Go through the records and extract every line with the word "club".

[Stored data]
-- Opening Marker --
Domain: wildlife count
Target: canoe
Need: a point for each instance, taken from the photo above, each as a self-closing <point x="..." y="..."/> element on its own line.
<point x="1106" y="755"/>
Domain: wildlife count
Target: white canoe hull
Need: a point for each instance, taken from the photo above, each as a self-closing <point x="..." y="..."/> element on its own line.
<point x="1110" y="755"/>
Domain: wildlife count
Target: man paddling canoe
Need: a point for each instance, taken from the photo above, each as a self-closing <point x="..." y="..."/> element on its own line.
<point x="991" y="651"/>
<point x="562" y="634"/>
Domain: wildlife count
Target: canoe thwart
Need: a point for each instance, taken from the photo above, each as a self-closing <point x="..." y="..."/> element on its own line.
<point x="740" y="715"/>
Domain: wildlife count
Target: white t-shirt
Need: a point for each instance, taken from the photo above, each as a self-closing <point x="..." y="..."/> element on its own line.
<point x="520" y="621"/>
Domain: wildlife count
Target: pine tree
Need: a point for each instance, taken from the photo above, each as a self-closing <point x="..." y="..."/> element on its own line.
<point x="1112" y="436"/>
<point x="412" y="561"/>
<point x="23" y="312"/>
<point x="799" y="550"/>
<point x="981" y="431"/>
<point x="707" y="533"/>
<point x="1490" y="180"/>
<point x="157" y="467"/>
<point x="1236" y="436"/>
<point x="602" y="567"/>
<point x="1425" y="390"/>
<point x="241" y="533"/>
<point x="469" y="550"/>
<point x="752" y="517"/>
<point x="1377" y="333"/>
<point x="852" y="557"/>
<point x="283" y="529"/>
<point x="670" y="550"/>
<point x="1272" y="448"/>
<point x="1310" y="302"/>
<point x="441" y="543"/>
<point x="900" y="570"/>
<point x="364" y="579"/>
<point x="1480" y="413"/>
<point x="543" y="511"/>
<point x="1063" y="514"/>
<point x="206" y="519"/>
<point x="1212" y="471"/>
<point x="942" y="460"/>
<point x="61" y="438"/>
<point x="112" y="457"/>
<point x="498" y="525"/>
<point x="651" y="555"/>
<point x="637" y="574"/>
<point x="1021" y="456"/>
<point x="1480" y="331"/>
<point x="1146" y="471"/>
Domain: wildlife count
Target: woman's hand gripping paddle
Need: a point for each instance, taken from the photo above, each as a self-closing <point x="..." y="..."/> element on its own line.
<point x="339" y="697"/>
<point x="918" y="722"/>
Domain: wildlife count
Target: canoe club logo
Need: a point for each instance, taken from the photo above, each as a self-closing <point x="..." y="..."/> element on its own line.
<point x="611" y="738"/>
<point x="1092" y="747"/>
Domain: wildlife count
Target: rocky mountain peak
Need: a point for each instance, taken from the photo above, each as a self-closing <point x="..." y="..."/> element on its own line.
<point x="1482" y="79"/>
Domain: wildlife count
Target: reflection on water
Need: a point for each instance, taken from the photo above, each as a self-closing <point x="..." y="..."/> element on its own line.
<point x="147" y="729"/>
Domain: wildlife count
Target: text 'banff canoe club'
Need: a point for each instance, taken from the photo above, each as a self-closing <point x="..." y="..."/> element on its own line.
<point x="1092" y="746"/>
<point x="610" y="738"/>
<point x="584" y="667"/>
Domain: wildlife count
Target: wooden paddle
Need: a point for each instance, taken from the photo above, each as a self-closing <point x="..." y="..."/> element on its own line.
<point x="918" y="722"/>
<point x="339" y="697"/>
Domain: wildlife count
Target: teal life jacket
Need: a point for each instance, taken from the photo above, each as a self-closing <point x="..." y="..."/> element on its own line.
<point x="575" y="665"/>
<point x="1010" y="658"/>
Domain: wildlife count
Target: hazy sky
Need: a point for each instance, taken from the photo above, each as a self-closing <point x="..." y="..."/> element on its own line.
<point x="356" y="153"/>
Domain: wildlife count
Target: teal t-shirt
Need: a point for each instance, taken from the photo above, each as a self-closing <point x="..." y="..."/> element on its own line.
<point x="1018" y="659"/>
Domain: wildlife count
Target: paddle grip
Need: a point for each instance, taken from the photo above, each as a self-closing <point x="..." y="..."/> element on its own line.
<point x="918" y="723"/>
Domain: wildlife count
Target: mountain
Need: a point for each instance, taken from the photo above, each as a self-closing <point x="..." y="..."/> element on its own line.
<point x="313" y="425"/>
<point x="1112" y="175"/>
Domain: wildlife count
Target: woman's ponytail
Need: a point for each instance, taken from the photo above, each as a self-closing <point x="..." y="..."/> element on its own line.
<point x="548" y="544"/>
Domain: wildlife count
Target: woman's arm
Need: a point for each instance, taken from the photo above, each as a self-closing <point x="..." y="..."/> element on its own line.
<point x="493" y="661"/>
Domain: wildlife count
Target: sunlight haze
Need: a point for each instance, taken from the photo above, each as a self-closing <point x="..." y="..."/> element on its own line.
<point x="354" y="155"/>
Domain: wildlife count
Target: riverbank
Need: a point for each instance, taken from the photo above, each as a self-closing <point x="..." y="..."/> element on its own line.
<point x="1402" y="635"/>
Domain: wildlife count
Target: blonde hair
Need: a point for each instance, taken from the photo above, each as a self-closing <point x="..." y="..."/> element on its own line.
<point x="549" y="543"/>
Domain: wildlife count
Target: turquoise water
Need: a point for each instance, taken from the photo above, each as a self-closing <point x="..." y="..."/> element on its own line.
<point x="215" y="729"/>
-- Closing Marker --
-- Opening Marker --
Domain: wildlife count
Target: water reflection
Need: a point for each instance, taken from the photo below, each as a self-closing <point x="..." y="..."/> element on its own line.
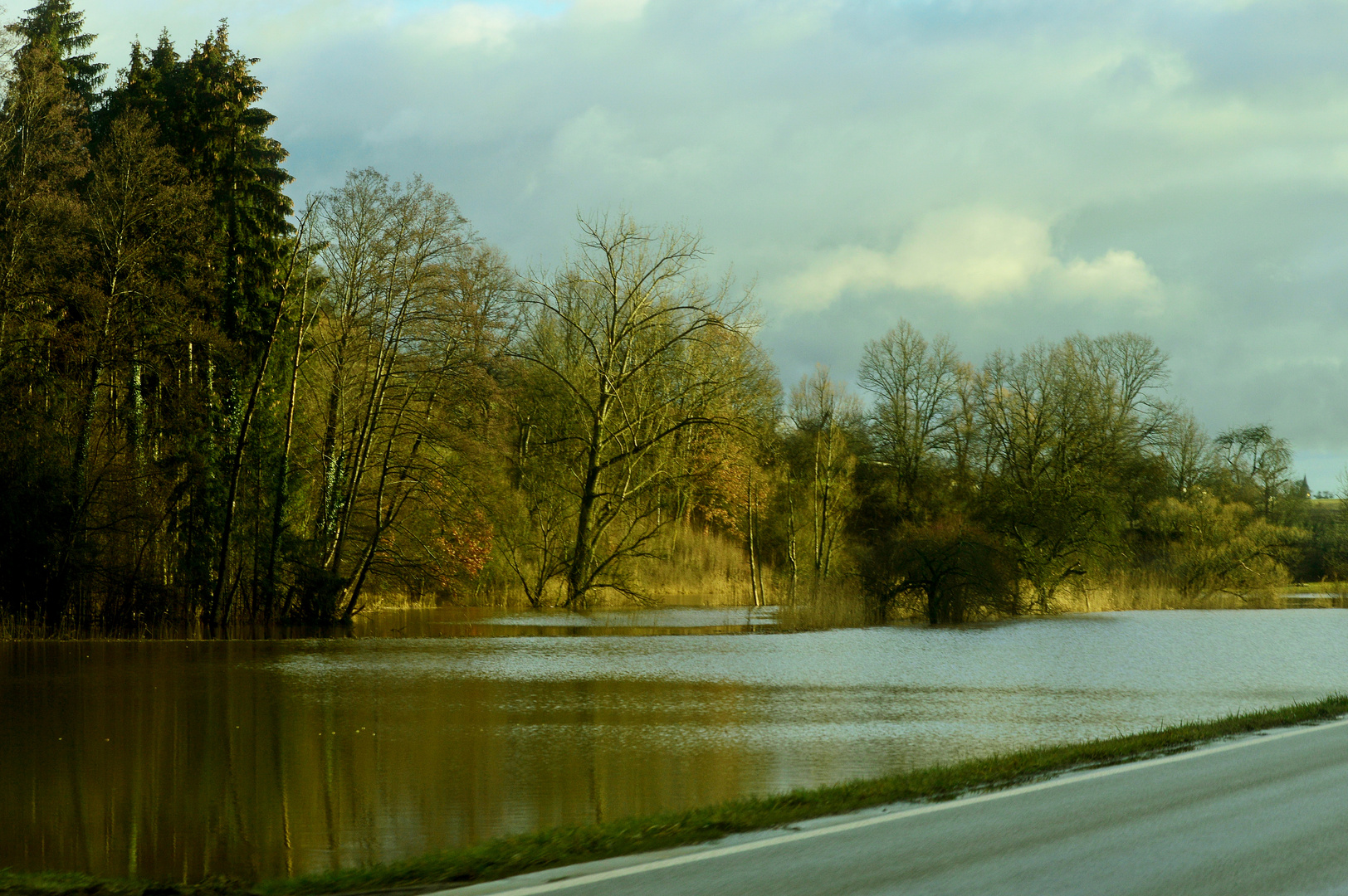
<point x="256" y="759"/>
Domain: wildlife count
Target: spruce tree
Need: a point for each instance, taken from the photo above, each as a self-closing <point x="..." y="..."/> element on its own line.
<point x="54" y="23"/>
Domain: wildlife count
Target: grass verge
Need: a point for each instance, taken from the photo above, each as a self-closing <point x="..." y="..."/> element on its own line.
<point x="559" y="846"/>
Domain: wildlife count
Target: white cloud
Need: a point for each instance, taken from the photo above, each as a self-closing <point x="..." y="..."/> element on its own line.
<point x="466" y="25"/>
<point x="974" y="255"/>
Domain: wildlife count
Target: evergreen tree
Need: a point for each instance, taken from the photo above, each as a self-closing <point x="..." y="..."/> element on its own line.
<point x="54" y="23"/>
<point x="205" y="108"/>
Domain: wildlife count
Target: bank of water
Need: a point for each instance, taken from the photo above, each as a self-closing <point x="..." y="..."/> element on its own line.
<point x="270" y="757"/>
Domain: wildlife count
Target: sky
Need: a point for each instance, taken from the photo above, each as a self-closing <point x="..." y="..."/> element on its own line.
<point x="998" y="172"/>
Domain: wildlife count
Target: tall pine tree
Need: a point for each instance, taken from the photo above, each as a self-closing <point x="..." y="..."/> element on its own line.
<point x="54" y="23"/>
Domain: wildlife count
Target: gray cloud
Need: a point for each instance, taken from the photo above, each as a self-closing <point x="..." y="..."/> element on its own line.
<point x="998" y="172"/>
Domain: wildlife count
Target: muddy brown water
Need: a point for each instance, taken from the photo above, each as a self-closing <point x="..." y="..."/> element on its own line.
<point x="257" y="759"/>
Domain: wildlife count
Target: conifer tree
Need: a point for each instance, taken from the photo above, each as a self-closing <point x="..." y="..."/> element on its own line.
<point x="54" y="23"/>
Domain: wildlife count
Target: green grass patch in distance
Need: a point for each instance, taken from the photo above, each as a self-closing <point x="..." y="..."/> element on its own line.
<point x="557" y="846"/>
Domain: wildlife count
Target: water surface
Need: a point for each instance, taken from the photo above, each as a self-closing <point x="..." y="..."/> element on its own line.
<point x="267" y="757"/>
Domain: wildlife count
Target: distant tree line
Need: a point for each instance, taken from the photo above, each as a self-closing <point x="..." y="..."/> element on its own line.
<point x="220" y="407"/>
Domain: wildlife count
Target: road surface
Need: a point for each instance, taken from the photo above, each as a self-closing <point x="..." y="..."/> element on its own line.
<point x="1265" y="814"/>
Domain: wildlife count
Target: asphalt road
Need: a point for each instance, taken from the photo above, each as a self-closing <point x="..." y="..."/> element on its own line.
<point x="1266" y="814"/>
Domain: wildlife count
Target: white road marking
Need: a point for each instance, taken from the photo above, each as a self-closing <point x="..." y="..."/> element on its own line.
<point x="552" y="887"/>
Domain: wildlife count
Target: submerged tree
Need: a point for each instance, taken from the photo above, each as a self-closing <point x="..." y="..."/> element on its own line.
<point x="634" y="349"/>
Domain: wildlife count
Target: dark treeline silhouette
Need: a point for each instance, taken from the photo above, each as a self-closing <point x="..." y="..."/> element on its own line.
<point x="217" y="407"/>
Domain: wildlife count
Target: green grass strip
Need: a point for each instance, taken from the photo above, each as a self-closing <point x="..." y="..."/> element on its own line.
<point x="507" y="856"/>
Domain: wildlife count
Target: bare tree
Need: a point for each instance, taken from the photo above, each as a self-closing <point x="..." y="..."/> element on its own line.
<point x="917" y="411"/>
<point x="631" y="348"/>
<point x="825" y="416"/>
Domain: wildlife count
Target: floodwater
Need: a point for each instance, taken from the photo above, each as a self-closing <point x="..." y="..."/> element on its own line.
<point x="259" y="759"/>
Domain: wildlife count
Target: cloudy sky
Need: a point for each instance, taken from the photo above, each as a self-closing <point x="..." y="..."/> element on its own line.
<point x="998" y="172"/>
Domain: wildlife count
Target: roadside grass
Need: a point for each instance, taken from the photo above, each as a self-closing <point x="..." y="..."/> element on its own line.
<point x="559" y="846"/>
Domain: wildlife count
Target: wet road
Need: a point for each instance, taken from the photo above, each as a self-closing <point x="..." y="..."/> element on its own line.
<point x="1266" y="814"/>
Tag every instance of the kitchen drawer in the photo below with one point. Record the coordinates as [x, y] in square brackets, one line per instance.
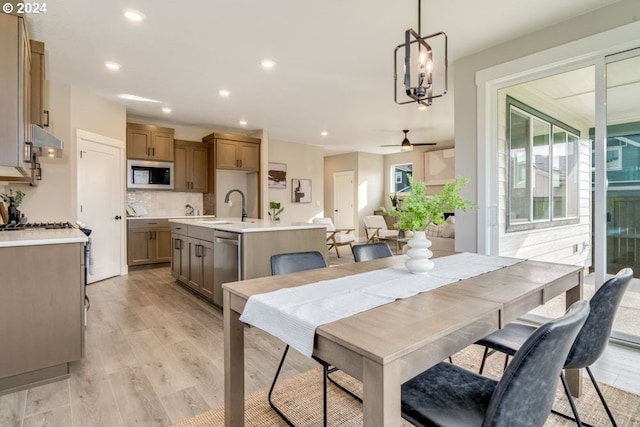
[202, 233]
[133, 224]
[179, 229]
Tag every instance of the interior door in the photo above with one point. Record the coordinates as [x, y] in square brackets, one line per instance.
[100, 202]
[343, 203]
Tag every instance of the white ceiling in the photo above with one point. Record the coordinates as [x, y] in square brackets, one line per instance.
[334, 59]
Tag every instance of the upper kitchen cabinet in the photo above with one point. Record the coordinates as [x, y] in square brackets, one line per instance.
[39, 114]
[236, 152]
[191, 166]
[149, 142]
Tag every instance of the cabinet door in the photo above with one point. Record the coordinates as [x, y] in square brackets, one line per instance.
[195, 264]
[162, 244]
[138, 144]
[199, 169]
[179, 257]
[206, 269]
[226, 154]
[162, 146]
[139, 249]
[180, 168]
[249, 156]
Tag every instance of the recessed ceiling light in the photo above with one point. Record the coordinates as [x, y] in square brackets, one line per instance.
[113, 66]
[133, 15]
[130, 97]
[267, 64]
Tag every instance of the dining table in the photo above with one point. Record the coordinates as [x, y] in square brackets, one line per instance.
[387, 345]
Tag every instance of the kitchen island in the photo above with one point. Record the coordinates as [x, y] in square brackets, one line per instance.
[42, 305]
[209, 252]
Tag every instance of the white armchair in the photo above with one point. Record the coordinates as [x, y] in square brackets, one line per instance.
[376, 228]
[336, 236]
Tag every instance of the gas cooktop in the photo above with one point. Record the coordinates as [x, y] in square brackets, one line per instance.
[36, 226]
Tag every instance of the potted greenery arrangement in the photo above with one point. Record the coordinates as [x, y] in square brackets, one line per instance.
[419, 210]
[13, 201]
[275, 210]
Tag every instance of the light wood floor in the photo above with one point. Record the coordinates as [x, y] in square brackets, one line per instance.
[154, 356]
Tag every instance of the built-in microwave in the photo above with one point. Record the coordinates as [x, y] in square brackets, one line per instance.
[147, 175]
-- Closing Marker --
▸ Task solution:
Target: canoe club logo
Target: text 'banff canoe club'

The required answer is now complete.